Arizona immigration law sponsor Russell Pearce thrusts state into political storm

Lawmaker gains momentum despite criticism, obstacles

The Arizona Republic/June 6, 2010

Nothing stops Russell Pearce.

Not a heart attack. Not a stroke. Not a bullet in the chest.

And most certainly not the criticism from opponents who have long accused him of putting politics ahead of facts, pushing too hard and cooperating too little.

Arizona's foremost foe of illegal immigration is a 62-year-old former lawman whose barrel-chested build and single-minded determination evoke images of the rodeo bulls he rode as a youth.

That iron will springs from a poverty-stricken Mesa childhood and an almost messianic conviction as to the rightness of his cause. It was the driving force behind passage of Senate Bill 1070, which has stirred America's fiercest immigration debate in decades.

* _Your goal_: Condense the profile of Russell Pearce into two sentences.

* _Stored rows_:
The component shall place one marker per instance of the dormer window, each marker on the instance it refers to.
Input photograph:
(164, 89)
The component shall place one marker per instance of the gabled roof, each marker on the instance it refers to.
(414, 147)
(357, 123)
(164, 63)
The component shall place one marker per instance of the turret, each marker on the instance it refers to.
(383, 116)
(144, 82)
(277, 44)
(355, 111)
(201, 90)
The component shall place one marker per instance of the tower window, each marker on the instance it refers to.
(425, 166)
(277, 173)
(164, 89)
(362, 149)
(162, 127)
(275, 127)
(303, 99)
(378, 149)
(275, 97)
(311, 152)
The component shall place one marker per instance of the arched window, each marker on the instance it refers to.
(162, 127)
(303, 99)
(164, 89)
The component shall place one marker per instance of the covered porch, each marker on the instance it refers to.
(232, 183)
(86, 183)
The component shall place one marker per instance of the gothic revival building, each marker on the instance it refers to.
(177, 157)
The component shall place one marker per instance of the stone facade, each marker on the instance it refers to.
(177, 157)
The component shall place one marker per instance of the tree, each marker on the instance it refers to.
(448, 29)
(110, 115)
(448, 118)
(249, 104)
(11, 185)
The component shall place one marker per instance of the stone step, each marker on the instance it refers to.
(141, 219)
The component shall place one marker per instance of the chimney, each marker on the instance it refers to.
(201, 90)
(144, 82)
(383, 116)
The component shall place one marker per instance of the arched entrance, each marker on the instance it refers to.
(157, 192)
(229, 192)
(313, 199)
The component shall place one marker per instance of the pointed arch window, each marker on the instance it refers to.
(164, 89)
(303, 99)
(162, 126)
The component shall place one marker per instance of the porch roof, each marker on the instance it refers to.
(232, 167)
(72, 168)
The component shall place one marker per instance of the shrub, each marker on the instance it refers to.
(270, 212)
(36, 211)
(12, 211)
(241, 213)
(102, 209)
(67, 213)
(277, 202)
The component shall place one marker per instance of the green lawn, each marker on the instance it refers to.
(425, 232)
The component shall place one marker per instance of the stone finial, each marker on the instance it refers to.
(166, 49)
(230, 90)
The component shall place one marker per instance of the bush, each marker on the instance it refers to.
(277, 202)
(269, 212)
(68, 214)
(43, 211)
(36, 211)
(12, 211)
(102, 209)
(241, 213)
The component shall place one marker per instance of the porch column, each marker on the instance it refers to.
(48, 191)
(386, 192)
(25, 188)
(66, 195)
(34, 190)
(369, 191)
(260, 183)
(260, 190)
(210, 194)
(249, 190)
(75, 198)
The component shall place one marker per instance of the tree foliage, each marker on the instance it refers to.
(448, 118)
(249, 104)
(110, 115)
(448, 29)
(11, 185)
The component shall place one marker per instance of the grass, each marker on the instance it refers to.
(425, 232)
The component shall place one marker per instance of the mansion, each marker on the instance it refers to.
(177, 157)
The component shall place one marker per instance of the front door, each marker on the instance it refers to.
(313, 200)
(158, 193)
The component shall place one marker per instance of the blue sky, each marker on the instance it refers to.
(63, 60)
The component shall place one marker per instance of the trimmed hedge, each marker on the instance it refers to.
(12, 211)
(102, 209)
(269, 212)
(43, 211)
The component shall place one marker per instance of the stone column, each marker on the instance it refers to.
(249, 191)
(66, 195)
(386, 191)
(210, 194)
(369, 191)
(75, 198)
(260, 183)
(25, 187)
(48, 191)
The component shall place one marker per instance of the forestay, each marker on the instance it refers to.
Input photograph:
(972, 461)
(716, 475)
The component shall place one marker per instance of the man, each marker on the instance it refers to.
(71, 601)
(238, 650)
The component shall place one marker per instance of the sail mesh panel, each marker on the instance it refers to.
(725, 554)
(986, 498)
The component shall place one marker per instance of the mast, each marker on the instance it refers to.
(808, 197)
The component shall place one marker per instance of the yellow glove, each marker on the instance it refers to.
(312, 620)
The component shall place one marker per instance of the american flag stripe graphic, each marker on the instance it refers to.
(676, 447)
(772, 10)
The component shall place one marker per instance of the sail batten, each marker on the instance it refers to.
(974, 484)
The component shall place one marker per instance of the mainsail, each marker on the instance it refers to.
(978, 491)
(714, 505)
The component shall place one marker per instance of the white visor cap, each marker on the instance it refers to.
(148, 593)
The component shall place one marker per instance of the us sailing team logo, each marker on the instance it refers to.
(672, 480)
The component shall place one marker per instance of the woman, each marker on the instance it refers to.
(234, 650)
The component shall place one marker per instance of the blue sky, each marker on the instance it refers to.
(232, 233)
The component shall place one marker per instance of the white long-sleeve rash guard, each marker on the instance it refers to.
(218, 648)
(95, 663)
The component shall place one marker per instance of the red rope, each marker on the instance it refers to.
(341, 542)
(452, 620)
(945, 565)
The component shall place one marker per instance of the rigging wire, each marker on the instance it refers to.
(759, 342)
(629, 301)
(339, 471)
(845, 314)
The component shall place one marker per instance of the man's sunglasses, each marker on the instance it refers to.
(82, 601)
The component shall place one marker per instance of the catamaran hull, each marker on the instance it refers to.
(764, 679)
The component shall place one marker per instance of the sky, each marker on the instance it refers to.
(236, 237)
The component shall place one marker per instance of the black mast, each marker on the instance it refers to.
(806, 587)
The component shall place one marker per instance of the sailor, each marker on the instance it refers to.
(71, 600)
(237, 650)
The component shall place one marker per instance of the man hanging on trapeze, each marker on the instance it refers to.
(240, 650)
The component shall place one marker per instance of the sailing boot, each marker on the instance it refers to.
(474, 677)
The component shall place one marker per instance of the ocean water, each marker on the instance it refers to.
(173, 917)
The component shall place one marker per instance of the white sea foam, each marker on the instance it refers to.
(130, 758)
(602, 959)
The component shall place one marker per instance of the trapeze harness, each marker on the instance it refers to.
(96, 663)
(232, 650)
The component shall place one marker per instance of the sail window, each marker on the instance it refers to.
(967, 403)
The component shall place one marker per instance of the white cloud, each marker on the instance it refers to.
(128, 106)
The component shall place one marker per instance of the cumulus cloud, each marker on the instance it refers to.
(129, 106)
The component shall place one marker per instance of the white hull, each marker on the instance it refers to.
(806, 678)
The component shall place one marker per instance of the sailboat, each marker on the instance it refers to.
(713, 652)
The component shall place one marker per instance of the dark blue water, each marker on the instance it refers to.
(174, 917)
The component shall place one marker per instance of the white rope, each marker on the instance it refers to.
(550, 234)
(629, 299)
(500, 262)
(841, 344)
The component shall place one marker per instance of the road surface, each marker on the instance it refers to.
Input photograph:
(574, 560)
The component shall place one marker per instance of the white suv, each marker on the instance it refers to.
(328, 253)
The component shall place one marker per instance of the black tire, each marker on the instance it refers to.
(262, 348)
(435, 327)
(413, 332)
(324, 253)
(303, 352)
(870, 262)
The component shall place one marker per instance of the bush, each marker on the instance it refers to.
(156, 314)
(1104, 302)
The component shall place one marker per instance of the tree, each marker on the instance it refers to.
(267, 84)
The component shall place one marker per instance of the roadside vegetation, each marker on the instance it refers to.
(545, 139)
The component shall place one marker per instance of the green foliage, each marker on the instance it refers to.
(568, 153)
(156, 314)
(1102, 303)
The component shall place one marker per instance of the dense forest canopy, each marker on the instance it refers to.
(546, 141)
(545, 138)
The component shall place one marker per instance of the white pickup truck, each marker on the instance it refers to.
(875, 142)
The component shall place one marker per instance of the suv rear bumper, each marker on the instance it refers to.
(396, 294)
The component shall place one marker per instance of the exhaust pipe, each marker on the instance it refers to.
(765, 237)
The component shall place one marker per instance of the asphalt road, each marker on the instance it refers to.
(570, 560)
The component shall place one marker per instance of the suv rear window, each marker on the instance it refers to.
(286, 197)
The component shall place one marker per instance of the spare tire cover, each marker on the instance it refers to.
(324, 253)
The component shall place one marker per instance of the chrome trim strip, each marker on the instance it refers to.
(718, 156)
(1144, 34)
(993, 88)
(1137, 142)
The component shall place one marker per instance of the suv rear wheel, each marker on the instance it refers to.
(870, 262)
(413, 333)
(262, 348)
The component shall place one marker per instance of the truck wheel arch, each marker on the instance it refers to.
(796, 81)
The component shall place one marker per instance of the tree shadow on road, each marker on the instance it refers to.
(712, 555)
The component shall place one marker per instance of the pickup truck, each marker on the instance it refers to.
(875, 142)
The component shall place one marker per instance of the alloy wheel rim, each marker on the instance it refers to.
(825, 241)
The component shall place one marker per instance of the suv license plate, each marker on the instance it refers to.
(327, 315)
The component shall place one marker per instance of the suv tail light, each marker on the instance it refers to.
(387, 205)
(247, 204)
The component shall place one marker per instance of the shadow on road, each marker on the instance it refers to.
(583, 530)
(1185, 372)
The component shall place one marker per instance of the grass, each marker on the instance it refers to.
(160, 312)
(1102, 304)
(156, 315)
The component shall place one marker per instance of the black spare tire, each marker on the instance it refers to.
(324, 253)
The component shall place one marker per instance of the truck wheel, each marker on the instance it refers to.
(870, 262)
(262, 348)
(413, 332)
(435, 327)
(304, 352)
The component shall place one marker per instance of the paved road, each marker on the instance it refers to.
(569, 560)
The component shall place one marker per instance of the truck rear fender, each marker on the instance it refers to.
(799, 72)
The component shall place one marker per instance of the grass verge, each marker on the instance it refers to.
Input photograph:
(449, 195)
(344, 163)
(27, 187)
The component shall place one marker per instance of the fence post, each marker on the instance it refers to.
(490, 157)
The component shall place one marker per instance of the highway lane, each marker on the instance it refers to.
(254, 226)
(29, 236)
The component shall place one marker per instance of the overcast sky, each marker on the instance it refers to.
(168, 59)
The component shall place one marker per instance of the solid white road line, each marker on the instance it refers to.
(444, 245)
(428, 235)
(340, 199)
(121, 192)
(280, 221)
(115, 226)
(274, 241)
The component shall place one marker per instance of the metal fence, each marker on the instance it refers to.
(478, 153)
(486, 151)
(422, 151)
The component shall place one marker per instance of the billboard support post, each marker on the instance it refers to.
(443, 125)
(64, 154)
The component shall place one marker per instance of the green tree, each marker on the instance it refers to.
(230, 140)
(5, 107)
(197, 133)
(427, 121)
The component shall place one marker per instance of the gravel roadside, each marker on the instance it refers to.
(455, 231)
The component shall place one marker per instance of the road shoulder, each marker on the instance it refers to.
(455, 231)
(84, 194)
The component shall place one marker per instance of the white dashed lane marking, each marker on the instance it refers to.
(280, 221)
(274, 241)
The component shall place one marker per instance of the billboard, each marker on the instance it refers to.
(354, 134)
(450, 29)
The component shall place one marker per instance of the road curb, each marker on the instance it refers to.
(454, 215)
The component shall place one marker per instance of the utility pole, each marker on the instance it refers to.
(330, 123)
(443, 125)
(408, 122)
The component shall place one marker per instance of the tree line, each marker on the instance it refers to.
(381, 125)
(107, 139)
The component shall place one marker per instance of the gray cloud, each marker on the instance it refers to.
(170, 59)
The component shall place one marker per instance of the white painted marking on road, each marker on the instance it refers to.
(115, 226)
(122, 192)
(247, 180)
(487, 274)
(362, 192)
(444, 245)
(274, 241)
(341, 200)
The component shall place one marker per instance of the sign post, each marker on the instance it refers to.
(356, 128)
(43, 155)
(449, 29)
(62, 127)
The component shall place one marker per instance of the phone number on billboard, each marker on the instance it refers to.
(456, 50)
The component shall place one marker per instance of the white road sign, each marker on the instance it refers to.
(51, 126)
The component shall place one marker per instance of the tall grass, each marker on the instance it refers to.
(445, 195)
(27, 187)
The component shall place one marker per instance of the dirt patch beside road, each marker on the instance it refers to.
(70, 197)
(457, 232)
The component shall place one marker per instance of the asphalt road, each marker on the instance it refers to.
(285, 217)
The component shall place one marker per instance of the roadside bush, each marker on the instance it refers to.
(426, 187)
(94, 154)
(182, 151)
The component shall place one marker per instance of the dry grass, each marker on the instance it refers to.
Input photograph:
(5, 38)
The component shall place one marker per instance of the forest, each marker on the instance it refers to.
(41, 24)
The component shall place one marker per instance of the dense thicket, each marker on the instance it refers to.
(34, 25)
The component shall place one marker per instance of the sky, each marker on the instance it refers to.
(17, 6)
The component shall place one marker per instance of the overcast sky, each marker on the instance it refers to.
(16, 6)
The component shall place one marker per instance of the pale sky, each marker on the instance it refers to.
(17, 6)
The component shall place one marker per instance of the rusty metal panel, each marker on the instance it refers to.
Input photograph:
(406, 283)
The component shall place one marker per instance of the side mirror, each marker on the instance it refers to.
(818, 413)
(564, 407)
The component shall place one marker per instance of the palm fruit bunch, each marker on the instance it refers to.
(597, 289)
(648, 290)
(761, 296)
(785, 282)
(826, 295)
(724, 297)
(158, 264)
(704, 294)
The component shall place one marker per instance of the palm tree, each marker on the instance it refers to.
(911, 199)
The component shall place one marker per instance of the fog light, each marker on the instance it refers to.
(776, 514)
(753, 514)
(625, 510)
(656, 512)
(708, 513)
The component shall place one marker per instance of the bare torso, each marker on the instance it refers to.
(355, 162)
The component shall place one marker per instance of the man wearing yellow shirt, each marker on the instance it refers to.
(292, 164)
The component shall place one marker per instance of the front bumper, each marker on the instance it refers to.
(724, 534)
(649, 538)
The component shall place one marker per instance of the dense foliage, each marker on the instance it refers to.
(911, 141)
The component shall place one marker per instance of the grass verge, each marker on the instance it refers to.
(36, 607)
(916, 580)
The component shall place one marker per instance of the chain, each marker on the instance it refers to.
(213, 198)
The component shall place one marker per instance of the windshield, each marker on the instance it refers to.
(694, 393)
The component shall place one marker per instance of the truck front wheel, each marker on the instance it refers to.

* _Reply to the task_: Russell Pearce, a 62-year-old former lawman and Arizona's foremost foe of illegal immigration, has not been stopped by a heart attack, a stroke, a bullet in the chest, or opponents who accuse him of putting politics ahead of facts and cooperating too little. His iron will, rooted in a poverty-stricken Mesa childhood and an almost messianic conviction about his cause, drove the passage of Senate Bill 1070, which has stirred America's fiercest immigration debate in decades.